PARTS OF THE EXERCISE:
[A] Answer these questions from the passage on condition 10g, one answer per line, marked (i), (ii) and (iii).
(i) What three options does condition 10g list?
(ii) Which two constitutional rights does Cardenas say the residence approval requirement infringes?
(iii) Which case is cited for the point that requiring a probation officer to approve a residence impinges on the right to travel and freedom of association?
[B] According to the passage on condition 10g, why will the court not consider an as-applied challenge to the condition? Answer in one to three sentences.
[C] Pick up the passage on condition 10g where it stops, and continue it.

PASSAGE SHOWN:
Condition 10g requires that Cardenas "[o]btain P.O. approval as to" his residence and employment. Cardenas argues that the requirement that he obtain approval from a probation officer as to his residence is overbroad and impermissibly infringes on his constitutional rights to travel and to free association.

The condition provides three options, each with a box next to it for the court to mark to indicate that the condition is being imposed: "residence," "employment" and "contact with your children." The boxes next to "residence" and "employment" are marked on the order granting Cardenas formal probation. Although both the "residence" and "employment" boxes are checked, Cardenas's argument on appeal is directed only to the residency approval portion of the condition; he makes no separate argument regarding the employment approval portion of the condition.

Cardenas did not object to the imposition of condition 10g. We therefore will not consider the challenge to the extent that Cardenas attempts to rely on the record of conviction to assert that condition 10g is overbroad—i.e., we will not consider an as-applied challenge. Rather, we will consider his claim only to the extent that it may be understood as asserting that the probation condition is facially overbroad and violates fundamental constitutional rights. (Sheena K., supra, 40 Cal.4th at pp. 888-889; People v. Quiroz (2011) 199 Cal.App.4th 1123, 1127 [forfeiture rule does not apply to defendant's contention that as a matter of law probation condition, on its face, is unconstitutionally vague and overbroad]; People v. Pirali (2013) 217 Cal.App.4th 1341, 1347 (Pirali) ["[a]lthough a probation condition may be overbroad when considered in light of all the facts, only those constitutional challenges presenting a pure question of law may be raised for the first time on appeal"].)

"If a probation condition serves to rehabilitate and protect public safety, the condition may 'impinge upon a constitutional right otherwise enjoyed by the probationer, who is "not entitled to the same degree of constitutional protection as other citizens." ' " (People v. O'Neil (2008) 165 Cal.App.4th 1351, 1355.) A constitutionally overbroad condition is one that restricts a defendant's fundamental constitutional rights to a greater degree than necessary to achieve the condition's purpose. (Olguin, supra, 45 Cal.4th at p. 384.) The overbreadth doctrine requires that probation conditions that may impinge on constitutional rights be tailored carefully and reasonably related to the compelling state interest in reformation and rehabilitation. (In re Victor L. (2010) 182 Cal.App.4th 902, 910.) " 'The essential question in an overbreadth challenge is the closeness of the fit between the legitimate purpose of the restriction and the burden it imposes on the defendant's constitutional rights—bearing in mind, of course, that perfection in such matters is impossible, and that practical necessity will justify some infringement.' [Citation.]" (Pirali, supra, 217 Cal.App.4th at p. 1346.)

A restriction requiring that a probation officer approve a defendant's residence clearly imposes a burden on that defendant's constitutional rights to associate and his right to intrastate and interstate travel. (People v. Bauer (1989) 211 Cal.App.3d 937, 944 (Bauer) [probation condition requiring that probation officer approve of residence "impinges on constitutional entitlements—the right to travel and freedom of association"].) However, a probation condition may restrict these rights as long as it reasonably relates to reformation and rehabilitation. (In re White (1979) 97 Cal.App.3d 141, 146.)

INFORMATION SHOWN:
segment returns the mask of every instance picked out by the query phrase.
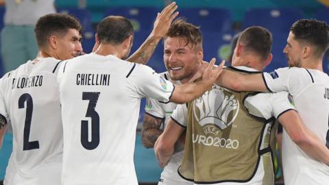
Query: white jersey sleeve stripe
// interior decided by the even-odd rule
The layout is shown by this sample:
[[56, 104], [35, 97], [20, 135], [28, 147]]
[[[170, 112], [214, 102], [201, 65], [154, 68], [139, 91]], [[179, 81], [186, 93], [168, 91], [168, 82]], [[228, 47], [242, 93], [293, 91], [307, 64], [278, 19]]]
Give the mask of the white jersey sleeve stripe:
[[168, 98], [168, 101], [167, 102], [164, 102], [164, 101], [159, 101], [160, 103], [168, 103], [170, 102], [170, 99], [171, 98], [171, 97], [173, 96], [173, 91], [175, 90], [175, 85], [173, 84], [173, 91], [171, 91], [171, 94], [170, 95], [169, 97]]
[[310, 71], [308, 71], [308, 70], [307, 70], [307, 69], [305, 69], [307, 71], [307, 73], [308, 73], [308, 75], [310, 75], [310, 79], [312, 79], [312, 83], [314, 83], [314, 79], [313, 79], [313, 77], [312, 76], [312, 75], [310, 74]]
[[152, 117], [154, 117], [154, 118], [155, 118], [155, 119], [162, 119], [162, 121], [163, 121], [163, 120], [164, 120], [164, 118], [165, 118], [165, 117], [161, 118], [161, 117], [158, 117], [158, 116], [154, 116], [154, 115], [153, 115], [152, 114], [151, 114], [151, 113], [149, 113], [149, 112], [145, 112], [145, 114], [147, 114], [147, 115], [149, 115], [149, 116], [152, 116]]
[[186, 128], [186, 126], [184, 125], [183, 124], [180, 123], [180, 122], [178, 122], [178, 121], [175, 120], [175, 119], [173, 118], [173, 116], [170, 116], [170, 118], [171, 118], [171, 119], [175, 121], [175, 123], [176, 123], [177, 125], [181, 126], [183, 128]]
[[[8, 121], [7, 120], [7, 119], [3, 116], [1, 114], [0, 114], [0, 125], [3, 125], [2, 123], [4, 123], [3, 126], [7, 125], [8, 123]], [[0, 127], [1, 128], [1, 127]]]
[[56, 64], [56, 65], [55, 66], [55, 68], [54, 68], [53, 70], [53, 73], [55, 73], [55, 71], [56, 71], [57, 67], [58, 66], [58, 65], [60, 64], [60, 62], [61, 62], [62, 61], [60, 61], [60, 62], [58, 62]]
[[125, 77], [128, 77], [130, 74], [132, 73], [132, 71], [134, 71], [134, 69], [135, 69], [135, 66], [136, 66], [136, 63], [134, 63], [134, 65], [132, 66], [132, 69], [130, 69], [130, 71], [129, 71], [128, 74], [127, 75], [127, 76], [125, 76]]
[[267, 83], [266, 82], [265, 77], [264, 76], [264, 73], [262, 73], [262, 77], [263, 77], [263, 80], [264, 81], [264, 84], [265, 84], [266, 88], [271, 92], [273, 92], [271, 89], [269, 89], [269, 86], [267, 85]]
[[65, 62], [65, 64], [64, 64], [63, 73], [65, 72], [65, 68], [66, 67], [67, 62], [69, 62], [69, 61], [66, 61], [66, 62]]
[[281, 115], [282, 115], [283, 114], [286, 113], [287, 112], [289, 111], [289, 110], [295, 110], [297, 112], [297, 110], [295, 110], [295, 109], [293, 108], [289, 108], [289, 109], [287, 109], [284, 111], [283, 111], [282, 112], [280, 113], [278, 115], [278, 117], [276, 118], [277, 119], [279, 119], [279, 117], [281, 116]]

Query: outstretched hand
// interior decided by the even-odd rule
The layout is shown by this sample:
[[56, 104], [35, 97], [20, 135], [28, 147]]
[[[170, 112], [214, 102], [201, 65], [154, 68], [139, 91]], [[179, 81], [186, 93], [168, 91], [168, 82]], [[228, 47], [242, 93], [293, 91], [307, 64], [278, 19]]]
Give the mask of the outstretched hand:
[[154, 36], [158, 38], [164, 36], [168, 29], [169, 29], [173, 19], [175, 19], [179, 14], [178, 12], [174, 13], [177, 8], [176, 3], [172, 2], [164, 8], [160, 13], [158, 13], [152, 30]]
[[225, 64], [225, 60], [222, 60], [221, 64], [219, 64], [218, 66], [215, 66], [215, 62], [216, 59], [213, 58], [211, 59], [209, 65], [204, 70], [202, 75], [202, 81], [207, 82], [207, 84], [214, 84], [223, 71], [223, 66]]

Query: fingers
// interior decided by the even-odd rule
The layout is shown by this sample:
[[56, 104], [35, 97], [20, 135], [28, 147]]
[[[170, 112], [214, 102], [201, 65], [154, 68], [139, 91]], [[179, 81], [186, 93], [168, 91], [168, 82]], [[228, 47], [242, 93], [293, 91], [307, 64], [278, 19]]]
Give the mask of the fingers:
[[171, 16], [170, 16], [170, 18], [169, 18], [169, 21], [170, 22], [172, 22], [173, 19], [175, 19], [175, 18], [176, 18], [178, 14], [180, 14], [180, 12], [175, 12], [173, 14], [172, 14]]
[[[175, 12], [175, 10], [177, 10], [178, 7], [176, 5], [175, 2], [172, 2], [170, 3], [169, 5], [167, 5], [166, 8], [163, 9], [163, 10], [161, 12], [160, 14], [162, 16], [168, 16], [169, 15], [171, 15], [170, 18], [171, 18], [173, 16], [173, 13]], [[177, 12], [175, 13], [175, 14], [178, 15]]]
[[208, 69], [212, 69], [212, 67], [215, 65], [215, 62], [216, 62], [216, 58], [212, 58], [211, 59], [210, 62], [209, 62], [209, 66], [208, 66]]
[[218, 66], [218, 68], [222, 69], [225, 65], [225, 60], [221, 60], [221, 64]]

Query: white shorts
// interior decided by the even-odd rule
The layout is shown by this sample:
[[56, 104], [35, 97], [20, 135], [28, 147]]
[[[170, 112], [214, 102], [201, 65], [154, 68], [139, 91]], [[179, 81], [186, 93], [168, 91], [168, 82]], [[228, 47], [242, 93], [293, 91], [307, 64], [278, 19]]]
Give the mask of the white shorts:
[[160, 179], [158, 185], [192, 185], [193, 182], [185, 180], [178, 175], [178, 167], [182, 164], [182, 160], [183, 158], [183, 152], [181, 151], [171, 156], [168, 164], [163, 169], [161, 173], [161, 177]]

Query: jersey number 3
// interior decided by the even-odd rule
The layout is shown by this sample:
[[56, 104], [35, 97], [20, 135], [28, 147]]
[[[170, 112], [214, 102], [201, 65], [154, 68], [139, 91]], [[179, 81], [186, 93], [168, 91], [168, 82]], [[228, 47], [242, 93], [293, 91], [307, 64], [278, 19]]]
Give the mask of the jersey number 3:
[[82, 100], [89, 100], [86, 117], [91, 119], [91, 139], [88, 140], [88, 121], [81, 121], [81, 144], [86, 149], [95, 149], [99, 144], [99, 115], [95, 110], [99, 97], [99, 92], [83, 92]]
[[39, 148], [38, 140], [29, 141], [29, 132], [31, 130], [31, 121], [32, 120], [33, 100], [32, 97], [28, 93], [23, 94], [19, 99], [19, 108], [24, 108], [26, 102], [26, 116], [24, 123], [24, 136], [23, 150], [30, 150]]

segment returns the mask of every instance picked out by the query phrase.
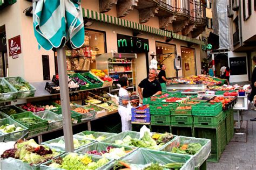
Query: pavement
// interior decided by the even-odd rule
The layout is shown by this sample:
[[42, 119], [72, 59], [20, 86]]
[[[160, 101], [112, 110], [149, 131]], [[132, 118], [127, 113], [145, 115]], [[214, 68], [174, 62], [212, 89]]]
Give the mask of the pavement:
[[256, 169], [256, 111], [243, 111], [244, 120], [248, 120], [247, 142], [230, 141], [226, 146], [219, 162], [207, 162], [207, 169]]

ANSWERS FOR THIS EXERCISE:
[A]
(i) "Residence," "employment" and "contact with your children."
(ii) His right to travel and his right to free association.
(iii) People v. Bauer (1989) 211 Cal.App.3d 937.

[B] Cardenas did not object when condition 10g was imposed. The court will therefore consider his claim only as a facial challenge, because only constitutional challenges that present a pure question of law may be raised for the first time on appeal.

[C]
Cardenas relies on Bauer to argue that a probation condition that grants a probation officer unfettered discretion to approve or disapprove of a probationer's residence is facially unconstitutional. Bauer involved a probationer's challenge to a condition nearly identical to the one here; the condition required that Bauer obtain his probation officer's approval of his place of residence. (Bauer, supra, 211 Cal.App.3d at pp. 943-945.) The Bauer court struck the condition, concluding that any requirement that the defendant obtain his probation officer's approval of his residence was an "extremely broad" restriction, and was not "narrowly tailored to interfere as little as possible" with the constitutional right of travel and to freedom of association. (Id. at p. 944.) Such a condition gave the probation officer the discretionary power to prohibit the defendant from living with or near whomever the probation officer chose—i.e., it gave the probation officer "the power to banish him." (Ibid.)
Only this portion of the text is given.